> _Written instruction_
In the macro excerpt, which two functions handle the text-based extraction?

> _Source excerpt_
+-------+

I’ll use a simple example to demonstrate the code. I receive account creation e-mails and I need to track the names and attributes associated with those accounts in an Excel worksheet. Each e-mail has the Subject “Template Email Subject” and the content follows the format “The account for <Full Name> has been created.” where <Full Name> represents the full name associated with the created account. The e-mail also contains a structured table with a few additional attributes. Using the sample e-mail below, the macro extracts the Full Name, e.g. John Dalesandro, and adds it to an Excel worksheet. The macro also extracts the additional information about the user such as Last Name, First Name, Name, Department, Company, and Job Title from the structured table.

This example will use two different methods to extract the information. The text-based extract is performed using a combination of REPLACE and SPLIT functions assuming there is common text surrounding the information to extract while the structured table data is extracted using HTML object library functions.

+-------+

(Records from a collection)
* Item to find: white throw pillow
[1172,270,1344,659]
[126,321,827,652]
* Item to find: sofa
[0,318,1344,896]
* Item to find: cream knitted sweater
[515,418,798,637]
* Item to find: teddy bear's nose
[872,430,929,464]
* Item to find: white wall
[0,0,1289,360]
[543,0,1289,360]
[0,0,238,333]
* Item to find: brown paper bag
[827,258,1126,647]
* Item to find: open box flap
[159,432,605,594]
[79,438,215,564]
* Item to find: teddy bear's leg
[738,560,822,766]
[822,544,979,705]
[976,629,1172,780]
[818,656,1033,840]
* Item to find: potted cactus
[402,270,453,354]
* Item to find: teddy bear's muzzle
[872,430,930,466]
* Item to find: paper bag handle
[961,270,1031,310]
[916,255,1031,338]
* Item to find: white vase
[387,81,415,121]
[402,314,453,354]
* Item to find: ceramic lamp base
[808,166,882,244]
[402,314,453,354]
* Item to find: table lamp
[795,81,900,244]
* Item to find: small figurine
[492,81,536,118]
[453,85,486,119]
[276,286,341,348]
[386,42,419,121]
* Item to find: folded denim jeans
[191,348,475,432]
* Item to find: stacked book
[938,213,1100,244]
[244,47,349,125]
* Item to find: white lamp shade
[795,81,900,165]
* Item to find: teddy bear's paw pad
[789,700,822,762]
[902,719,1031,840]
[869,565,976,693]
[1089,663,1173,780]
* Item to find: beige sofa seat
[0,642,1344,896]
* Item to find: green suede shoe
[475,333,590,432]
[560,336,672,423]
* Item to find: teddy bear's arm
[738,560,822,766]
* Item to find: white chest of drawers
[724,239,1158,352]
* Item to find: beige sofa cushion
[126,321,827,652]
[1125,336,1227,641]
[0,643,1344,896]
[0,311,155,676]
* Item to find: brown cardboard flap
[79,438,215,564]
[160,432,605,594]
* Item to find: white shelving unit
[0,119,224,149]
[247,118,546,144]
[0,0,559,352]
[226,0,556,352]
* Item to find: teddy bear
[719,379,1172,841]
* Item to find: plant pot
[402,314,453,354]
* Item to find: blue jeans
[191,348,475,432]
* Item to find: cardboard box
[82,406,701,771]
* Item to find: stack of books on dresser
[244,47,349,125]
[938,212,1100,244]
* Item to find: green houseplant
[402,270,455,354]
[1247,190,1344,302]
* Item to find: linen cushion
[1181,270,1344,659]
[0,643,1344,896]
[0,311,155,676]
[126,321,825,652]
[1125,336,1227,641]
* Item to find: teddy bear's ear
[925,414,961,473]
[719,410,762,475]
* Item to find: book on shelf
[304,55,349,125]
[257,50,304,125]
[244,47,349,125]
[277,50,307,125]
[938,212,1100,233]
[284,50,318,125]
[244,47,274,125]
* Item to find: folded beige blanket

+-------+

> _Solved exercise_
REPLACE and SPLIT.